**GIVEN TASK:** Can you rewrite the items below with "single marker" swapped for "single point" everywhere and nothing else changed?

** Begin DATA SECTION **

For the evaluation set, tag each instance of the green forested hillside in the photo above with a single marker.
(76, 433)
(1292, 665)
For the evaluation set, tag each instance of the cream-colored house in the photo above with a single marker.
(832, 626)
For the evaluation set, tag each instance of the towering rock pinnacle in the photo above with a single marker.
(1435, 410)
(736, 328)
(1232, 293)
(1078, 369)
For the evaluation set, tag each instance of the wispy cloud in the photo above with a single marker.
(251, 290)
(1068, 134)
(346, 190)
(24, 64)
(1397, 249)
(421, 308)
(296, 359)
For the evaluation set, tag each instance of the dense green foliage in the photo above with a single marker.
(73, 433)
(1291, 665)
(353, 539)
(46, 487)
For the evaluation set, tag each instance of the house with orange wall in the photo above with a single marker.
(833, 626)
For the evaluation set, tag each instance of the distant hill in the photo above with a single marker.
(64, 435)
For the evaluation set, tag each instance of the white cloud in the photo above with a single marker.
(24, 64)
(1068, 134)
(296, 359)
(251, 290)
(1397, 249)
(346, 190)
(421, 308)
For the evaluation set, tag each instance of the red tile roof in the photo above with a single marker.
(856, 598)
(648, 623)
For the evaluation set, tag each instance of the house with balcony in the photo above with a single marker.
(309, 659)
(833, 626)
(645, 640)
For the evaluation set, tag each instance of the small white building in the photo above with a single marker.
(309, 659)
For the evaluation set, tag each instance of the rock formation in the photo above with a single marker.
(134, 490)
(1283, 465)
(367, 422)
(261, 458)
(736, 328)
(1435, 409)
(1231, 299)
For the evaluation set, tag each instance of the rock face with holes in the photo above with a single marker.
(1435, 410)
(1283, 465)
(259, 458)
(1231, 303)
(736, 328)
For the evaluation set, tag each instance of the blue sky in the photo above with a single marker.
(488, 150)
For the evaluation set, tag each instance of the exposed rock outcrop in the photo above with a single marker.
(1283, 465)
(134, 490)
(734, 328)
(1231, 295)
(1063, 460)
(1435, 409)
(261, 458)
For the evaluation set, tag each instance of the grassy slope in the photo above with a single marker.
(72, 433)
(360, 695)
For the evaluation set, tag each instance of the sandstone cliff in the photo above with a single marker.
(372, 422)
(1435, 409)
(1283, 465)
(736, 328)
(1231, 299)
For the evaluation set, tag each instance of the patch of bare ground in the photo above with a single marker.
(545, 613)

** End DATA SECTION **

**RESPONSE TO THE EXERCISE:**
For the evaluation set, tag each instance of the green forested hillside in the photo above with a single point.
(76, 433)
(1292, 665)
For the evaluation set, tag each instance of the cream-colored house in the photo above with a single point.
(832, 626)
For the evaluation set, tag each instance of the towering rock pinnacle in the photo above with a single point.
(1435, 410)
(736, 328)
(1232, 293)
(1078, 369)
For the evaluation set, tag each instance of the wispy cloud in the photo above with a single point.
(251, 290)
(1068, 134)
(346, 190)
(24, 64)
(1397, 249)
(421, 308)
(296, 359)
For the evaluation set, tag each instance of the dense green foliage in the photo above with a single point.
(73, 433)
(1291, 665)
(353, 539)
(46, 487)
For the evaluation set, tag each instance of the house with orange wall in the photo above with a single point.
(833, 626)
For the evaluation set, tag each instance of the distant hill in the photo above with a single point.
(64, 435)
For the evaluation set, tag each instance of the white cloud in the photo above with a single point.
(24, 64)
(1068, 134)
(296, 359)
(251, 290)
(1397, 249)
(346, 190)
(421, 308)
For the evaluation set, tag each instance of the red tile roof in the photo above with a single point.
(856, 598)
(648, 623)
For the evaluation set, tag each instance of the house with balcony in the photo above with a single point.
(309, 659)
(833, 626)
(645, 640)
For the evaluation set, tag each instance of the small white building in the photo above with a single point.
(309, 659)
For the evaluation set, tag each instance of the rock formation in the photo above with a single point.
(134, 490)
(1283, 465)
(367, 422)
(261, 458)
(736, 328)
(1435, 409)
(1231, 299)
For the evaluation set, tag each instance of the rock face with holes in the photo above with a single point.
(1435, 410)
(1283, 465)
(259, 458)
(1231, 303)
(736, 328)
For the evaluation set, tag each instance of the blue sky in the photo above with a single point.
(488, 150)
For the evaluation set, tag each instance of the exposed rock outcrop in the photo above with a single point.
(1283, 465)
(134, 490)
(734, 328)
(1231, 295)
(1063, 460)
(1435, 409)
(261, 458)
For the evaluation set, tag each instance of the grassy slope in the photo above with a single point.
(72, 433)
(360, 695)
For the evaluation set, tag each instance of the sandstone cliff in the photo above with a single point.
(372, 422)
(1435, 409)
(1283, 465)
(736, 328)
(1231, 299)
For the evaluation set, tag each instance of the patch of bare ground in the photo above with a single point.
(545, 613)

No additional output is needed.